- [Work order]: Below are records with pictures in them. Output exactly the lines from the one with "as in (109,268)" through the one with "as in (135,121)", both included, and leave every picture out; give only those lines.

- [Records for processing]:
------------------------------------------------

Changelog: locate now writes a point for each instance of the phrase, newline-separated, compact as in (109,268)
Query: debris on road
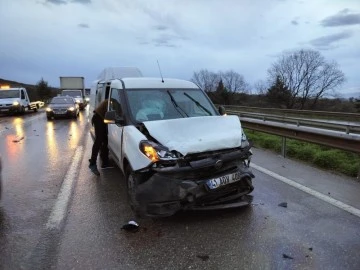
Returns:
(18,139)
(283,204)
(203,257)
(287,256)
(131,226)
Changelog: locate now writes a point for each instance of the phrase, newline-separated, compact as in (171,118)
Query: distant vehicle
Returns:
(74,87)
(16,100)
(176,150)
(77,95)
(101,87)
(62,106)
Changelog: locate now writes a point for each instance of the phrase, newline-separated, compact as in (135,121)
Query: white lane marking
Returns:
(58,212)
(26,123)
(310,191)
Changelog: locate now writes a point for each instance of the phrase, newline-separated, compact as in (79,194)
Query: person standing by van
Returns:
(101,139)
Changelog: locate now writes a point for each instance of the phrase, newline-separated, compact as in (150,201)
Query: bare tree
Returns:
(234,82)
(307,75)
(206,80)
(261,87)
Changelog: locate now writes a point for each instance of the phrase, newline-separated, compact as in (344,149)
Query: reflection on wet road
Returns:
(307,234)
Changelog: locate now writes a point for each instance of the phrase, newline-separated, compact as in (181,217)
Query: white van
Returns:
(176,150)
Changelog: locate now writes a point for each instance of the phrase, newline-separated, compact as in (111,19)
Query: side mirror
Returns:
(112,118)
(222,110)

------------------------------------------------

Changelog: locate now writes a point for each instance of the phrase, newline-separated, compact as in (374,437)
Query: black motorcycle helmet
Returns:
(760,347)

------------------------------------------------

- [Task output]:
Changelog: locate now writes a point for each instance of the phrase, newline-separated, compact as in (109,268)
Query: debris on road
Returns:
(18,139)
(283,204)
(203,257)
(287,256)
(131,226)
Changelog: locate now writes a point for each instance of the phrase, newline-separated, compact as in (171,118)
Query: distant vehicle
Returns:
(74,87)
(16,100)
(176,150)
(77,95)
(101,87)
(62,106)
Changelog: locate now writes a point for each instance of the phrase, newline-separated, compact as in (135,121)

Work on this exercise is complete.